- Short exercise
Return, word for word, everything from the start of the entries down to the line containing "column 511, row 288", including that line.

>> BEGIN Available records

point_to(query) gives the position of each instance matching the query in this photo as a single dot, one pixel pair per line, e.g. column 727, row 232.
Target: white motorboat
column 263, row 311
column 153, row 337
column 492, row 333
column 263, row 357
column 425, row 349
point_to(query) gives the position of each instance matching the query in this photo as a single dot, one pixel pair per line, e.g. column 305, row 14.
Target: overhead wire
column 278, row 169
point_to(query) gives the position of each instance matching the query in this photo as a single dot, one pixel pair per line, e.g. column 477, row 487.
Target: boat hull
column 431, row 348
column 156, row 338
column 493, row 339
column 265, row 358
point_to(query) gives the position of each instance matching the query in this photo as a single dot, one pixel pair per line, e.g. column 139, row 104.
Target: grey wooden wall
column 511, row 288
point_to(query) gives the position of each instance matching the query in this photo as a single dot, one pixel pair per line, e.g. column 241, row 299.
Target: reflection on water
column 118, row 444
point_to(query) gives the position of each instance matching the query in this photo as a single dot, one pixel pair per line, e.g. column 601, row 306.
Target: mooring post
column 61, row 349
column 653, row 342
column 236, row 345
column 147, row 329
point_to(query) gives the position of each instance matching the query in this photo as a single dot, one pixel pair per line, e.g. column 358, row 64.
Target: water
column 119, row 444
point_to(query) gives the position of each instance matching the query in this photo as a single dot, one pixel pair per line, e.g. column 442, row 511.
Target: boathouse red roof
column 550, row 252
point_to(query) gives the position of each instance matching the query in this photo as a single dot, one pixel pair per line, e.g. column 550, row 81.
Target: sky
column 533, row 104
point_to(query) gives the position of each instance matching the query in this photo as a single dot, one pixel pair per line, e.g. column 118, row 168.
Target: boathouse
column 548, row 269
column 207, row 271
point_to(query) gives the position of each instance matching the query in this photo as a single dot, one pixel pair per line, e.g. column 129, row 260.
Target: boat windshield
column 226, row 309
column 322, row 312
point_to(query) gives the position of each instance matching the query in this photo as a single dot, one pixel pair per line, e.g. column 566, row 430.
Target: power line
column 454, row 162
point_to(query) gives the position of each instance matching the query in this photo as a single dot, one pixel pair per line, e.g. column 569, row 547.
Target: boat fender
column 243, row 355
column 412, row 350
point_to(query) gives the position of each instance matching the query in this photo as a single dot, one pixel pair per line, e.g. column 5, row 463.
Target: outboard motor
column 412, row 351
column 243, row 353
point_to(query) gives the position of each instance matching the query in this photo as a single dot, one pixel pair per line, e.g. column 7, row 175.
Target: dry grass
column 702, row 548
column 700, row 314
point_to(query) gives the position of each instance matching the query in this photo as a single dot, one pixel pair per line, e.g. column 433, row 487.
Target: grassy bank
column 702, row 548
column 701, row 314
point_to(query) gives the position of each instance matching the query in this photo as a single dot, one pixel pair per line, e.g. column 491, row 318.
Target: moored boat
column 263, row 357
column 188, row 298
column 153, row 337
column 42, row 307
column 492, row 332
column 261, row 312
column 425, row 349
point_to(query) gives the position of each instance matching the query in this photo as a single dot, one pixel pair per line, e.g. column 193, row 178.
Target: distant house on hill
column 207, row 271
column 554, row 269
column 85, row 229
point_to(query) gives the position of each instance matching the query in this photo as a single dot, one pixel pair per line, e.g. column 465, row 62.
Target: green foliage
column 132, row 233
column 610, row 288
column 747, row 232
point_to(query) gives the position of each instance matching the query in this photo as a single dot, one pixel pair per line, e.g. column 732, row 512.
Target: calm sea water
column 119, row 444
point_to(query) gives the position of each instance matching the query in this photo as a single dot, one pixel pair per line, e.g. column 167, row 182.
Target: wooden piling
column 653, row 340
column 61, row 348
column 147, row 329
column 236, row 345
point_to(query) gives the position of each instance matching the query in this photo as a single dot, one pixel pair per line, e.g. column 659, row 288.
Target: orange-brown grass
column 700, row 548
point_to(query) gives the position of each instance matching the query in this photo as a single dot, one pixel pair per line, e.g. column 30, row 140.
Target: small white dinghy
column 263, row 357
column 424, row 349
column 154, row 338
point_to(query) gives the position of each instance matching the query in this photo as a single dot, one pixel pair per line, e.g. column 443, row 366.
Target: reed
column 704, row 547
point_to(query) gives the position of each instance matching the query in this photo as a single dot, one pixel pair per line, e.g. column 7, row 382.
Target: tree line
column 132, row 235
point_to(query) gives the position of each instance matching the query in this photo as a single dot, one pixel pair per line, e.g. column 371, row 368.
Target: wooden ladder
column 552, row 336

>> END Available records

- Final result
point_to(query) gives the position of each instance matching the query in this photo as a single dot, one pixel pair per line, e.g. column 727, row 232.
Target: white motorboat
column 263, row 311
column 153, row 337
column 492, row 333
column 263, row 357
column 425, row 349
point_to(query) gives the position of each instance matching the query in this photo as a single dot, one pixel pair per line, e.g. column 305, row 14.
Target: overhead wire
column 278, row 169
point_to(query) gives the position of each instance matching the query in this photo as a single dot, one pixel pair per line, e.g. column 477, row 487.
Target: boat hull
column 431, row 348
column 156, row 338
column 493, row 339
column 265, row 358
point_to(query) gives the position of each instance matching the query in this photo as a single dot, one pixel pair per line, e.g. column 139, row 104.
Target: grey wooden wall
column 511, row 288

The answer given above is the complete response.